= Your tasks =
A. Using the page on reproducible analysis in Jupyter Notebooks below, decide whether each statement agrees with it. Answer yes or no for each, and quote the exact words from the page that settle it. (i) The video series covers reproducible analysis in Jupyter Notebooks. (ii) The page shows pandas being imported under the nickname np. (iii) The second video runs five minutes.
B. Copy out the page on reproducible analysis in Jupyter Notebooks word for word, everything from "Restart & Run" down to "to load data.".

BEGIN Text passage

Reproducible Analysis in Jupyter Notebooks

Also check out Jake’s awesome, free book: Python Data Science Handbook

Jake Vanderplas has a great video series about reproducible analysis in Jupyter Notebooks. His overall recommendation for using Jupyter:

This is (I think) the minimum set of requirements for a real-time linter ensuring that "Restart and Run All" will work correctly.
— Jake VanderPlas (@jakevdp) November 27, 2017

Before closing out of an analysis session, make sure you can run your notebook from a clean state.

Restart & Run All Cell — Tests Notebook Linearity, an important part of reproducibility

Video Timelines and Notes

video 1 [5min] - acquiring, loading, plotting data.

Retrieve data from code; reproducible analysis starts with acquiring the data.
Use pandas to load data.
Familiar libraries are often imported with nicknames common in the community
- import pandas as pd

video 2 [6min] - exploring data

explore your data by graphing it from different angels
matplotlib has built-in styles to prettify plots, including seaborn
aggregate and groupby, data with pandas data wrangling
pivot tables are very easy to run and output

Bikepath usage — Bikepath Usage by direction (time series)

END Text passage
BEGIN Extracted material

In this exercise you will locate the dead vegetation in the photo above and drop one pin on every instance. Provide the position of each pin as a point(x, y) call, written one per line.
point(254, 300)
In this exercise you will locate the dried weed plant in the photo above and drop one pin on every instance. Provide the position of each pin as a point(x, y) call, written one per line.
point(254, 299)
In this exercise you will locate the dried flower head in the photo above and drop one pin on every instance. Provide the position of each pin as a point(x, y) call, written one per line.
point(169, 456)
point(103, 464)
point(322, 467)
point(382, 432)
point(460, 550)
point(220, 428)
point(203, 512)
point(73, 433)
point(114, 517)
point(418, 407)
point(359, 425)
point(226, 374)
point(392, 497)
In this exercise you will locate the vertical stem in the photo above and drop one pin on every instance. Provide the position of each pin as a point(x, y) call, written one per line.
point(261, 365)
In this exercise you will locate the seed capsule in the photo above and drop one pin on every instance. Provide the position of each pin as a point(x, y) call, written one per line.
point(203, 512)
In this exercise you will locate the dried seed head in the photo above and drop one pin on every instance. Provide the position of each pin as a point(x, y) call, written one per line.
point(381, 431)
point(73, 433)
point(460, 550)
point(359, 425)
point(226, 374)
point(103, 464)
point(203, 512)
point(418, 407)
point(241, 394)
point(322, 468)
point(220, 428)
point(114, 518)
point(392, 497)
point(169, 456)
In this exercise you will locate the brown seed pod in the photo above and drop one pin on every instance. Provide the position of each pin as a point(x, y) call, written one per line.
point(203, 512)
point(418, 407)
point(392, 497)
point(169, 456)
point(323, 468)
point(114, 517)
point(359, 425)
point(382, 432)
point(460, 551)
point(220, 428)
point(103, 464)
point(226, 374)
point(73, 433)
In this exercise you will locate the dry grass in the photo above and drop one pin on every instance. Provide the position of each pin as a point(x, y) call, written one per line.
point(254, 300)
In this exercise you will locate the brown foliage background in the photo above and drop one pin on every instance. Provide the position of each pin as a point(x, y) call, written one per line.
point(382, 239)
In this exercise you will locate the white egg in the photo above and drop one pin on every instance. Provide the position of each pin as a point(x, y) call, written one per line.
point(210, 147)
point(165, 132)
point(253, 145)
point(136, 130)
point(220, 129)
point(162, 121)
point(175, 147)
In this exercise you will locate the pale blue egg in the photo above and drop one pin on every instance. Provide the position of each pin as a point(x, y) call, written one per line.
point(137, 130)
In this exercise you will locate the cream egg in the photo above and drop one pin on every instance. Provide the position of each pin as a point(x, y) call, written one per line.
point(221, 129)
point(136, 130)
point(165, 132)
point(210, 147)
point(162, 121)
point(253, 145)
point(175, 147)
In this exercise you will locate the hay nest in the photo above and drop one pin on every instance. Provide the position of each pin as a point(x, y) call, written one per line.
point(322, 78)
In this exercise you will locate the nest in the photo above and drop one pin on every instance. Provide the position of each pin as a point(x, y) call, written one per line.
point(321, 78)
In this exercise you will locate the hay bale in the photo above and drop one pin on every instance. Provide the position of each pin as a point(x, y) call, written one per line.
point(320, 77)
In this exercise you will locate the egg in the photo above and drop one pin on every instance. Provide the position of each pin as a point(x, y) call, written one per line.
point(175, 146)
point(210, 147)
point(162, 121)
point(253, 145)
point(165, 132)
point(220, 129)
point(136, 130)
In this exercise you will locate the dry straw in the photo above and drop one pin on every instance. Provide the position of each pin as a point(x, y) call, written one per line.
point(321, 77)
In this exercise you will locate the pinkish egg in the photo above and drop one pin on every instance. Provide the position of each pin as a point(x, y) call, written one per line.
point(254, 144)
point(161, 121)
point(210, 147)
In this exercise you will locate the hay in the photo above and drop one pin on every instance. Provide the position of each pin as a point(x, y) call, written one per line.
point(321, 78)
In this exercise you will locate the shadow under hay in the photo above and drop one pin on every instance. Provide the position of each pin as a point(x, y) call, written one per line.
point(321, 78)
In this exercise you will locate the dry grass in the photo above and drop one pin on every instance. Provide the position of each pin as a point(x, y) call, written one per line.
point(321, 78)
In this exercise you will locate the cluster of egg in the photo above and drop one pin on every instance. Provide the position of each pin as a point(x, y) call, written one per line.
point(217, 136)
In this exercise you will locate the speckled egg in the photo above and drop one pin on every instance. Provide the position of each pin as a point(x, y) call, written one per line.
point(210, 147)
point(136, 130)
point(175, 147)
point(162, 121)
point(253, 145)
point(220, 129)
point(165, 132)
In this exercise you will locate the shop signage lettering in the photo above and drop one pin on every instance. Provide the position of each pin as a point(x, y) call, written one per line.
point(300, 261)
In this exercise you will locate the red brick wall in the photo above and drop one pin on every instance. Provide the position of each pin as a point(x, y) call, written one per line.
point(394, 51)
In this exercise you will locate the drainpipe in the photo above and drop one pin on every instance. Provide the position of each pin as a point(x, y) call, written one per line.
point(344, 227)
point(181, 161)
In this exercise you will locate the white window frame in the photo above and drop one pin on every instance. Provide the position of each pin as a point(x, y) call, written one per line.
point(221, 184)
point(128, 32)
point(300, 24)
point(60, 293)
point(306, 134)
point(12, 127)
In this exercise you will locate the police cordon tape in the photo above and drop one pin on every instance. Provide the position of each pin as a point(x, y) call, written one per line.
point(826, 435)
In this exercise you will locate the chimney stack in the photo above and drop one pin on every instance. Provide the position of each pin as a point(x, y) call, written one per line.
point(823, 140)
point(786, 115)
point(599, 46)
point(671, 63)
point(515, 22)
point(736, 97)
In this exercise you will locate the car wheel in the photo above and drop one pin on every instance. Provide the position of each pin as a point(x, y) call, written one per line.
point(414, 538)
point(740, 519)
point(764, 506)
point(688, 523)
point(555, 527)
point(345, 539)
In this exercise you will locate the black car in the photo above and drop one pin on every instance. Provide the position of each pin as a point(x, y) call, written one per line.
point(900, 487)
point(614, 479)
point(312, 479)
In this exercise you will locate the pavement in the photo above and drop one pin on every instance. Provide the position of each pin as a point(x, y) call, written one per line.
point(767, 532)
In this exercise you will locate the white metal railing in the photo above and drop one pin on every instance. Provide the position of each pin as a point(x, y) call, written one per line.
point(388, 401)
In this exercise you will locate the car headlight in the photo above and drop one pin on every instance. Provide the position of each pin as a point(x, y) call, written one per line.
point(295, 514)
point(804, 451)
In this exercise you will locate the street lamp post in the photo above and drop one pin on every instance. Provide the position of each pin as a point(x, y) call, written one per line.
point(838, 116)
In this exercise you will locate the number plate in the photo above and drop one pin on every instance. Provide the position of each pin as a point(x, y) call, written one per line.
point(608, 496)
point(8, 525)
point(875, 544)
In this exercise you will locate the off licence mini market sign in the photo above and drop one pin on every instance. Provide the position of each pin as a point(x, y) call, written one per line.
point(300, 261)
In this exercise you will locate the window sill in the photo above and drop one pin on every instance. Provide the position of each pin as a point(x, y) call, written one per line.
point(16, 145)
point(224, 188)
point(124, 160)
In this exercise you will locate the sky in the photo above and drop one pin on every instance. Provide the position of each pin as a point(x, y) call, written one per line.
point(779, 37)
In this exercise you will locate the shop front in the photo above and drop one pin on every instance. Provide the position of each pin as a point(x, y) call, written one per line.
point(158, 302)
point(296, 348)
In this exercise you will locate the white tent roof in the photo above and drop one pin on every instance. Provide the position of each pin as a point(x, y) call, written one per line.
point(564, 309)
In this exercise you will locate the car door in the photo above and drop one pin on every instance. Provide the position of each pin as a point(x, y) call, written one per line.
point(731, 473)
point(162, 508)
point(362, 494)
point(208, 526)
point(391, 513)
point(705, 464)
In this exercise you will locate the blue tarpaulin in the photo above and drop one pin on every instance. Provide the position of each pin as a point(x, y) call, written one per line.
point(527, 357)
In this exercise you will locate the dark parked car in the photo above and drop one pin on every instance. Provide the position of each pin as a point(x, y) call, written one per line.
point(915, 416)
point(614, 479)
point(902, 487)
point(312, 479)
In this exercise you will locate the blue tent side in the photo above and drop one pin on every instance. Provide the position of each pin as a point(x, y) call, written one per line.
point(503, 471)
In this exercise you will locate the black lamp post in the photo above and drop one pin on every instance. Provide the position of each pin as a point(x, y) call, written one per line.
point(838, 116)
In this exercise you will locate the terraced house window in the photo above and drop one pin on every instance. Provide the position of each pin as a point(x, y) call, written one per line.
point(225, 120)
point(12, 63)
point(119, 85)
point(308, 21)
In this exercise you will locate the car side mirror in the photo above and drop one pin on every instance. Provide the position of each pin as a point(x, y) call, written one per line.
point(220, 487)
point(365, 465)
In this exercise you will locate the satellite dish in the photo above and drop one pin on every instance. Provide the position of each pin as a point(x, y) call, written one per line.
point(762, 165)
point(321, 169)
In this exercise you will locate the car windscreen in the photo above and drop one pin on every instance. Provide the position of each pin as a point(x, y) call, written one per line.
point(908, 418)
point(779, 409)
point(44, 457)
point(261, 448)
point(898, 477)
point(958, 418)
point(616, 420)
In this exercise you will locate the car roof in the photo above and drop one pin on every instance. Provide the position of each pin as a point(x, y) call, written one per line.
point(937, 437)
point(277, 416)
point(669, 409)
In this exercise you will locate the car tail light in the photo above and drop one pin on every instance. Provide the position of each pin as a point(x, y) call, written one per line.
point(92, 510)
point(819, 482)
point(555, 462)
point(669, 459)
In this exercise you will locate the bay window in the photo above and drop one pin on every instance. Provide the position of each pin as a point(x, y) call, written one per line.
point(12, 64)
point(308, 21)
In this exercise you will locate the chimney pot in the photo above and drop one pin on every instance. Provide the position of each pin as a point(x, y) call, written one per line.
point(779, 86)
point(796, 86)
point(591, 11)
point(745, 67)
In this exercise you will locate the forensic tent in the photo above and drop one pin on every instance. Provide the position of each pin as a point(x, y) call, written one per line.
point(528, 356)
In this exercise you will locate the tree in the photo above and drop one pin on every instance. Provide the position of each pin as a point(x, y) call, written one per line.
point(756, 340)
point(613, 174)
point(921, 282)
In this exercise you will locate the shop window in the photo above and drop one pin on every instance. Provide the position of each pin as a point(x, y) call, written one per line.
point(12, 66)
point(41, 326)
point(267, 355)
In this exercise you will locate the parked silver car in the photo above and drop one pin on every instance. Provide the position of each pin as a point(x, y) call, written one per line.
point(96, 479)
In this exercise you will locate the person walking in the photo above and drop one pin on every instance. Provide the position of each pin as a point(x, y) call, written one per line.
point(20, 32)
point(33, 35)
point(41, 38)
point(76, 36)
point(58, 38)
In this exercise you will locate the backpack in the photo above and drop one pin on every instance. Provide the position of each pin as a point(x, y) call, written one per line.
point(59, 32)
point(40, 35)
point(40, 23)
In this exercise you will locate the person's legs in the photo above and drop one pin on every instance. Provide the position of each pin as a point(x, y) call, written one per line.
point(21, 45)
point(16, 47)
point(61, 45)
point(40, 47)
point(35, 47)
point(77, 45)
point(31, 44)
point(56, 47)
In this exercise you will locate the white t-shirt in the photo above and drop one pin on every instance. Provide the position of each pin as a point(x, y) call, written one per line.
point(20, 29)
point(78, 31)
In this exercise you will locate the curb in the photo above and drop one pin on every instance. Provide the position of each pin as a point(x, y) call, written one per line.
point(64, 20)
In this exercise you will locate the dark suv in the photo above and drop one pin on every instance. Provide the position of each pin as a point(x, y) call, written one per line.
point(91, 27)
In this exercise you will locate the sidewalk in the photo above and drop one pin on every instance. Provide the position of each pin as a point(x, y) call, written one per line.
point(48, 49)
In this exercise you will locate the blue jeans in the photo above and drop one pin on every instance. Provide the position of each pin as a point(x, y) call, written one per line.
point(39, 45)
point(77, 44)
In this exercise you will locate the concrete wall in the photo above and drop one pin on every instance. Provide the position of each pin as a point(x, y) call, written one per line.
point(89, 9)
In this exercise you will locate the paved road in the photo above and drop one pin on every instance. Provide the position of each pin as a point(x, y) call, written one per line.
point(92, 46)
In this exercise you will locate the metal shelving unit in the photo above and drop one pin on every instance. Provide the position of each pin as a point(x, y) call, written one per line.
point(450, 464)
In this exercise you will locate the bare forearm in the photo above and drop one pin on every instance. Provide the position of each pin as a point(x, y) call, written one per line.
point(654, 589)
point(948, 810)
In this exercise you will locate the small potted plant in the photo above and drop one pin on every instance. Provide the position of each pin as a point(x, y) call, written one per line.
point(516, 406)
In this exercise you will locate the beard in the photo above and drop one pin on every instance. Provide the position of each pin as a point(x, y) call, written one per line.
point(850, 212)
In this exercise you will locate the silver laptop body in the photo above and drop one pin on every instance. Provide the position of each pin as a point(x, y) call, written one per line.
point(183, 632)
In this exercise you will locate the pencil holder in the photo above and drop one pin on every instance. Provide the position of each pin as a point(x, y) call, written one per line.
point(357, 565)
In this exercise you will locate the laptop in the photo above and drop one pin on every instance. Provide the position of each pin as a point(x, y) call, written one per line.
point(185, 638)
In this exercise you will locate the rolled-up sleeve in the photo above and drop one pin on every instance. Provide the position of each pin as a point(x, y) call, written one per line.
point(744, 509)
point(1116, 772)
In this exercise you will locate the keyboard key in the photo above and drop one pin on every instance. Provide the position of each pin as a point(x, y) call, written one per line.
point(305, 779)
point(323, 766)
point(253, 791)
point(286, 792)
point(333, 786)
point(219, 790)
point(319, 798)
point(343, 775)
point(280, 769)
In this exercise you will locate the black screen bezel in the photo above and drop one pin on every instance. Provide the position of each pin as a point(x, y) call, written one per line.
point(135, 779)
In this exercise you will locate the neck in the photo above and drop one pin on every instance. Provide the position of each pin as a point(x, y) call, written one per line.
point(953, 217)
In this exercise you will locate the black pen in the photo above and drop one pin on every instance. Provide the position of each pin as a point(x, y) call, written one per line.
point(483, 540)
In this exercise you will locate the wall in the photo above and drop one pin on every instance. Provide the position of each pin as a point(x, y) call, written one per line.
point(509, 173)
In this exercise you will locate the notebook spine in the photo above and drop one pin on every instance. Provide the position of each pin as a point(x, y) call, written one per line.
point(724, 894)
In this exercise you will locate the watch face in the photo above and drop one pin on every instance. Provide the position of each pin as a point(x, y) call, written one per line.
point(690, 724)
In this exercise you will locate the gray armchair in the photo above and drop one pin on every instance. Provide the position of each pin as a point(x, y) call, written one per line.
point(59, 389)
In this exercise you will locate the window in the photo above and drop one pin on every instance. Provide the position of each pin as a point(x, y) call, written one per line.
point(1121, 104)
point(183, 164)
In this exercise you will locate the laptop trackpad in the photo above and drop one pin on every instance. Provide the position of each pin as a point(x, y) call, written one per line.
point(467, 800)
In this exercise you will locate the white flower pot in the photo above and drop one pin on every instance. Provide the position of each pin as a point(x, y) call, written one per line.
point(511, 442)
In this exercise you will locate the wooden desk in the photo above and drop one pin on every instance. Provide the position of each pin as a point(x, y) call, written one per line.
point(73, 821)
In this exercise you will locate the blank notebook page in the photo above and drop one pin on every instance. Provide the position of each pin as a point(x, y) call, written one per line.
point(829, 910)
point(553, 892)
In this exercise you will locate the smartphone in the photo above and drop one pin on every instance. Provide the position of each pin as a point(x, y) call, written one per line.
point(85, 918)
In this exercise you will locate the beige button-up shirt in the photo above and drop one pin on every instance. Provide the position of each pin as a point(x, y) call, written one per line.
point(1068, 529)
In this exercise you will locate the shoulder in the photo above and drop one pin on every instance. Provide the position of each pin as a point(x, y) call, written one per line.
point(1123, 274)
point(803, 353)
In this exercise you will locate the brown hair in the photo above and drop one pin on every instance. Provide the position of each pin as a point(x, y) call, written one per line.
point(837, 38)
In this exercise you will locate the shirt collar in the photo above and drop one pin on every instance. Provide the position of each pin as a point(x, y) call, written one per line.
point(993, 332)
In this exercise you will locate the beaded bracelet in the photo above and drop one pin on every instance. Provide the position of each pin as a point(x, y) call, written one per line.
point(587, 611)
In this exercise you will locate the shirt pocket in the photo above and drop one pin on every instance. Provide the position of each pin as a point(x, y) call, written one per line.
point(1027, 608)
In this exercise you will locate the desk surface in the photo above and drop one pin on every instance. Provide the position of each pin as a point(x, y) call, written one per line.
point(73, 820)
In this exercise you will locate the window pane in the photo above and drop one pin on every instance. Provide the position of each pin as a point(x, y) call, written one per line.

END Extracted material

= Expected responses =
A.
(i) Yes: "Jake Vanderplas has a great video series about reproducible analysis in Jupyter Notebooks."
(ii) No: "import pandas as pd"
(iii) No: "video 2 [6min] - exploring data"

B.
Restart & Run All Cell — Tests Notebook Linearity, an important part of reproducibility

Video Timelines and Notes

video 1 [5min] - acquiring, loading, plotting data.

Retrieve data from code; reproducible analysis starts with acquiring the data.
Use pandas to load data.